[YOUR GOAL]: Return each line of the data below as a string in a JSON list, one string per line, omitting blank lines and the pictures.

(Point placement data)
━━━━━━━━━━

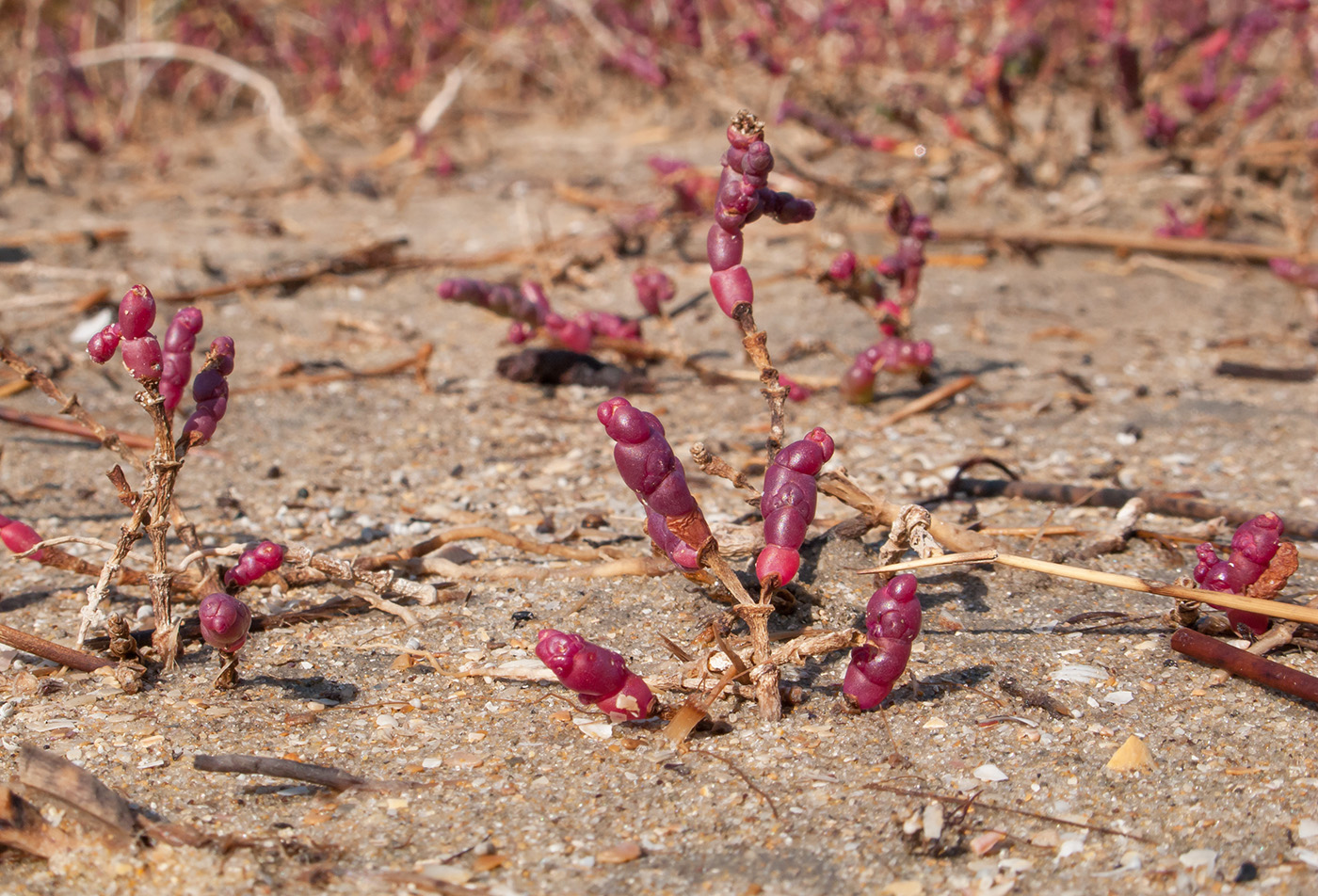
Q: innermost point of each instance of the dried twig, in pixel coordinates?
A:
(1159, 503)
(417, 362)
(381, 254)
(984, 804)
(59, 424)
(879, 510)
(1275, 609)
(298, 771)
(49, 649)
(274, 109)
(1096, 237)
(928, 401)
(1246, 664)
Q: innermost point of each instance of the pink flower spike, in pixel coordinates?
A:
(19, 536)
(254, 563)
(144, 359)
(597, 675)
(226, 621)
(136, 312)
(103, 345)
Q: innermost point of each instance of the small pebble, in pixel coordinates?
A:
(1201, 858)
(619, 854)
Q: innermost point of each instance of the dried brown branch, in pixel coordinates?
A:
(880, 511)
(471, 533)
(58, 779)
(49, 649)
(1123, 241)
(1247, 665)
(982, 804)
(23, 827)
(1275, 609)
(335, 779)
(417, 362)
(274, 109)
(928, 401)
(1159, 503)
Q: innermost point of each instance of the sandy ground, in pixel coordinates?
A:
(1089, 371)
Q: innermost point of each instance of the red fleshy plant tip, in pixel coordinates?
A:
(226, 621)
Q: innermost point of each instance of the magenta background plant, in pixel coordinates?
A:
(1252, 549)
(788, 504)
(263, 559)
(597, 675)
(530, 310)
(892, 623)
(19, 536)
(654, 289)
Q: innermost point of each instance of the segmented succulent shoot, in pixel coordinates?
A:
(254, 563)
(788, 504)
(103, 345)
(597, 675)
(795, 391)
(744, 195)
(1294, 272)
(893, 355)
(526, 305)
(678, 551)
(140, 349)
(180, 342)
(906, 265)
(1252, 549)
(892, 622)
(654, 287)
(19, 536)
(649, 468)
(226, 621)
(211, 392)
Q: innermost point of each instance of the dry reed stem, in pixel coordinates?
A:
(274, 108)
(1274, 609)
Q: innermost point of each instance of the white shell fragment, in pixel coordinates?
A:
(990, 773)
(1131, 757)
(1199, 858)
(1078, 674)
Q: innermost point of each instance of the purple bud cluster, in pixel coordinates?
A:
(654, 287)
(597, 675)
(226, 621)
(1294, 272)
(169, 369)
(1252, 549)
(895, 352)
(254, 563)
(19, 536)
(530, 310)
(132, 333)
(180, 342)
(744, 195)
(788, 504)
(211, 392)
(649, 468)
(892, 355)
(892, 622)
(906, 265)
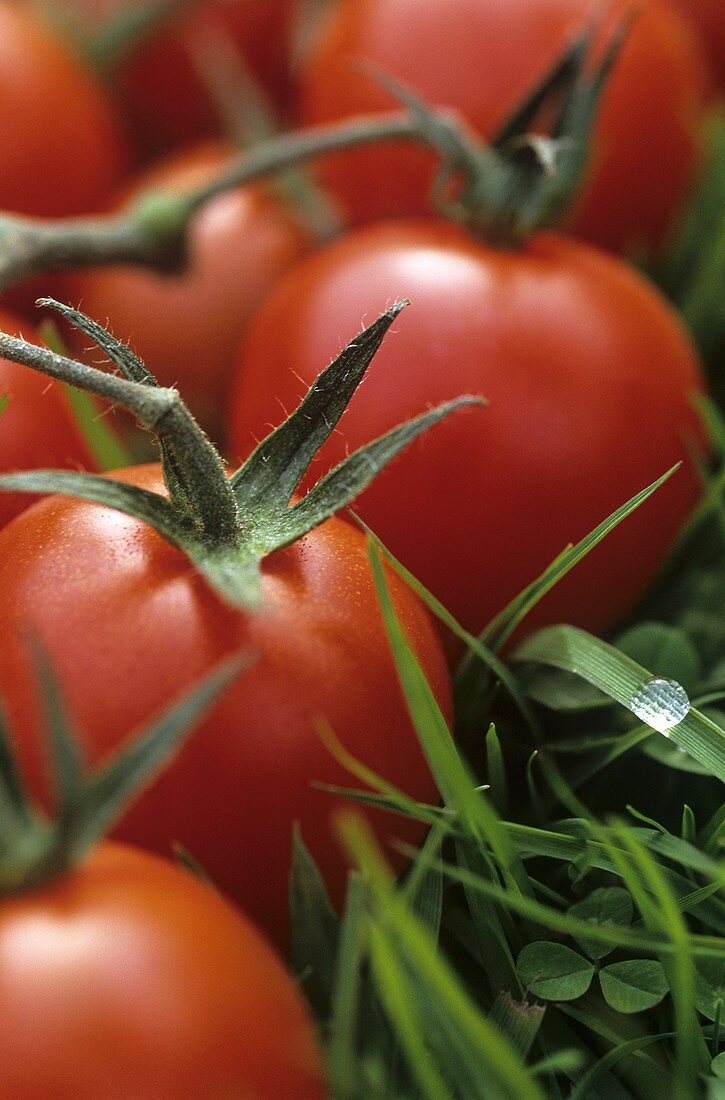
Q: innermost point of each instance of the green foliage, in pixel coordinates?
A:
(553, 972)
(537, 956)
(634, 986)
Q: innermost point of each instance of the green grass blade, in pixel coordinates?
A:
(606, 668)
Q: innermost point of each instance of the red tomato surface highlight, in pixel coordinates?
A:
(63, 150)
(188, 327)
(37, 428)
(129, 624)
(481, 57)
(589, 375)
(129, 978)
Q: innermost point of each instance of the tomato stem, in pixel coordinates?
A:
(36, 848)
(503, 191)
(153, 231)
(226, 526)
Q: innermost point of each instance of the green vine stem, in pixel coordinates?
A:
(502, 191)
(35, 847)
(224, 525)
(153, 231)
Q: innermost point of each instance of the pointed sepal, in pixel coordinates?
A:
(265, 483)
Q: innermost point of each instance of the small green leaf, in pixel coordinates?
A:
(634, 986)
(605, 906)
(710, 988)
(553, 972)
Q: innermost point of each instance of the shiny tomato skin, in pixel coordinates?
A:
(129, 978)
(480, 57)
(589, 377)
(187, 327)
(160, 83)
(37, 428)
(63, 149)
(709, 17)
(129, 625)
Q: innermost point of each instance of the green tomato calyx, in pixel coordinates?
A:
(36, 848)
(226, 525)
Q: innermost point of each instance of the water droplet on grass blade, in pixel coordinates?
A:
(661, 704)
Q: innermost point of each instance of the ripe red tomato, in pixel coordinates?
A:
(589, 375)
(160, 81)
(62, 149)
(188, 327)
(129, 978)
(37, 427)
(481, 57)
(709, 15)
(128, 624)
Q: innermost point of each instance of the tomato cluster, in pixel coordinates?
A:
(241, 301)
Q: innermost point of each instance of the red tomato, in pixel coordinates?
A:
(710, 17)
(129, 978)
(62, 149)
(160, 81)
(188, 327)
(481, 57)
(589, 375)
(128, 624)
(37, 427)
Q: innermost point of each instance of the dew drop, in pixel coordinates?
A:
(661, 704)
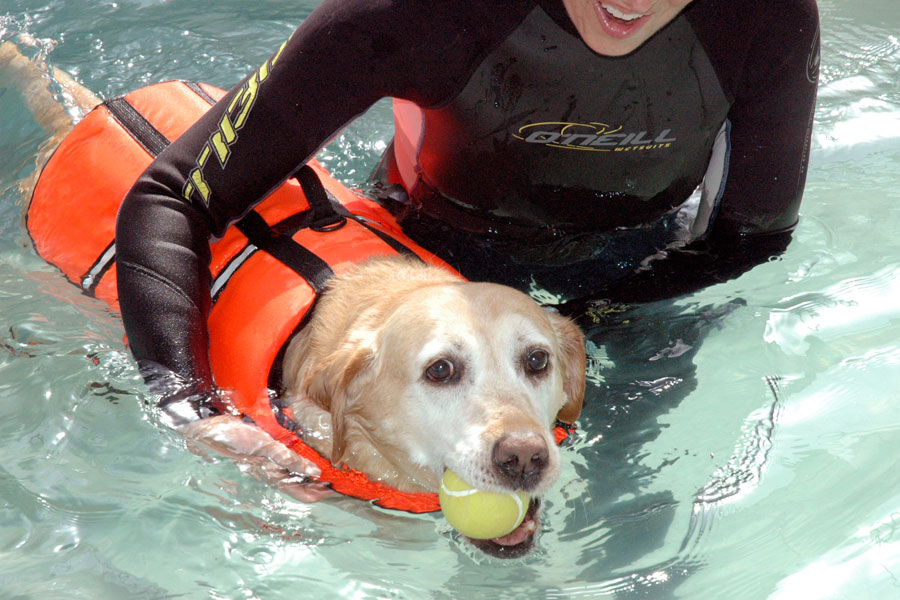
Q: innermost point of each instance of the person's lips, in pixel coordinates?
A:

━━━━━━━━━━

[TASK RESPONSE]:
[
  "Q: innermost point of each instance of the dried twig, in pixel coordinates?",
  "A:",
  "(1159, 503)",
  "(417, 362)",
  "(381, 254)",
  "(984, 804)",
  "(59, 424)",
  "(879, 510)",
  "(1275, 609)",
  "(298, 771)",
  "(49, 649)",
  "(274, 109)",
  "(1096, 237)",
  "(928, 401)",
  "(1246, 664)",
  "Q: innermost point of each instance of the pink flower spike, in pixel coordinates?",
  "A:",
  "(19, 536)",
  "(254, 563)",
  "(144, 359)",
  "(597, 675)",
  "(226, 621)",
  "(136, 312)",
  "(103, 345)",
  "Q: innermost point of each instance of the small pebble, in pixel coordinates?",
  "A:",
  "(1201, 858)",
  "(619, 854)",
  "Q: innermost point of each instance of the dried brown branch, in pixel coordinates?",
  "A:",
  "(880, 511)",
  "(471, 533)",
  "(58, 779)",
  "(49, 649)",
  "(1123, 241)",
  "(1247, 665)",
  "(982, 804)",
  "(23, 827)",
  "(1275, 609)",
  "(335, 779)",
  "(417, 362)",
  "(274, 109)",
  "(928, 401)",
  "(1159, 503)",
  "Q: innermost point of each instance of the sandy ground, in pixel coordinates?",
  "A:",
  "(1089, 371)",
  "Q: innermost point of each instance of the red fleshy plant tip, in pixel coordinates?",
  "A:",
  "(226, 621)",
  "Q: innermost point of each instance of the magenta background plant, in pixel coordinates?",
  "A:",
  "(1252, 549)",
  "(788, 504)",
  "(263, 559)",
  "(597, 675)",
  "(530, 310)",
  "(892, 623)",
  "(19, 536)",
  "(654, 289)",
  "Q: innermost point of each instance of the segmented succulent shoot, in pixel coordinates?",
  "A:",
  "(254, 563)",
  "(788, 504)",
  "(103, 345)",
  "(597, 675)",
  "(795, 391)",
  "(744, 195)",
  "(1294, 272)",
  "(893, 355)",
  "(526, 305)",
  "(678, 551)",
  "(140, 349)",
  "(180, 342)",
  "(906, 265)",
  "(1252, 549)",
  "(892, 622)",
  "(654, 287)",
  "(19, 536)",
  "(649, 468)",
  "(226, 621)",
  "(211, 392)",
  "Q: innermost point of each instance of the dry reed stem, in pixel coordinates?",
  "A:",
  "(274, 108)",
  "(1274, 609)",
  "Q: innermost point of each instance of the white shell fragment, in pixel coordinates?",
  "A:",
  "(990, 773)",
  "(1131, 757)",
  "(1199, 858)",
  "(1078, 674)",
  "Q: innermost point of each instance of the purple bud cluster, in pixel coordinates?",
  "A:",
  "(654, 287)",
  "(597, 675)",
  "(226, 621)",
  "(1294, 272)",
  "(169, 369)",
  "(1252, 549)",
  "(895, 352)",
  "(254, 563)",
  "(19, 536)",
  "(530, 310)",
  "(132, 333)",
  "(180, 342)",
  "(744, 195)",
  "(788, 504)",
  "(211, 392)",
  "(649, 468)",
  "(892, 355)",
  "(892, 622)",
  "(906, 265)",
  "Q: innermost point of each instance of the green foliage, in pixel coordinates?",
  "A:",
  "(553, 972)",
  "(537, 956)",
  "(634, 986)",
  "Q: innermost point of each instance of the green grass blade, in pixel coordinates?",
  "A:",
  "(606, 668)",
  "Q: innermost point of each instance of the red tomato surface highlight, in pixel coordinates?",
  "A:",
  "(63, 150)",
  "(188, 327)",
  "(37, 428)",
  "(129, 624)",
  "(481, 57)",
  "(589, 375)",
  "(129, 978)",
  "Q: innermost point of each instance of the tomato stem, in pixel coordinates?",
  "A:",
  "(36, 848)",
  "(503, 191)",
  "(153, 231)",
  "(226, 526)",
  "Q: innermost point of each instance of the green vine stem, in pixel coordinates?",
  "A:",
  "(502, 191)",
  "(35, 847)",
  "(224, 525)",
  "(153, 231)",
  "Q: innermost point of each instance of the pointed sepal, in pixel coordinates?",
  "A:",
  "(265, 483)",
  "Q: innermost point of each instance of the small green leaf, in pixel coordinates?",
  "A:",
  "(634, 986)",
  "(605, 906)",
  "(710, 988)",
  "(553, 972)",
  "Q: innermost point of each instance of the shiny tomato skin, in pixel coordinates?",
  "A:",
  "(129, 978)",
  "(480, 57)",
  "(589, 377)",
  "(187, 327)",
  "(160, 83)",
  "(37, 428)",
  "(63, 149)",
  "(709, 17)",
  "(129, 625)",
  "Q: innermost point of each instance of the green tomato calyx, in pixel coordinates?",
  "A:",
  "(36, 848)",
  "(226, 525)",
  "Q: innermost point of each instance of the water droplet on grass blade, in pixel coordinates?",
  "A:",
  "(661, 704)",
  "Q: innermost point of each instance of the ripe red tomato, in pixel coordinates?",
  "A:",
  "(589, 375)",
  "(160, 81)",
  "(62, 149)",
  "(188, 327)",
  "(129, 978)",
  "(37, 427)",
  "(481, 57)",
  "(709, 15)",
  "(128, 624)",
  "Q: innermost point of each instance of the tomato cluster, in pixel coordinates?",
  "A:",
  "(241, 301)",
  "Q: innermost point of each instance of the red tomato, in pixel coordinates?",
  "A:",
  "(710, 17)",
  "(129, 978)",
  "(62, 149)",
  "(160, 81)",
  "(188, 327)",
  "(481, 57)",
  "(589, 375)",
  "(128, 624)",
  "(37, 427)",
  "Q: innermost point of each instance of the dew drop, in pixel coordinates?",
  "A:",
  "(661, 704)",
  "Q: innermost point of each instance of the person's lips, in pixel coordinates?",
  "A:"
]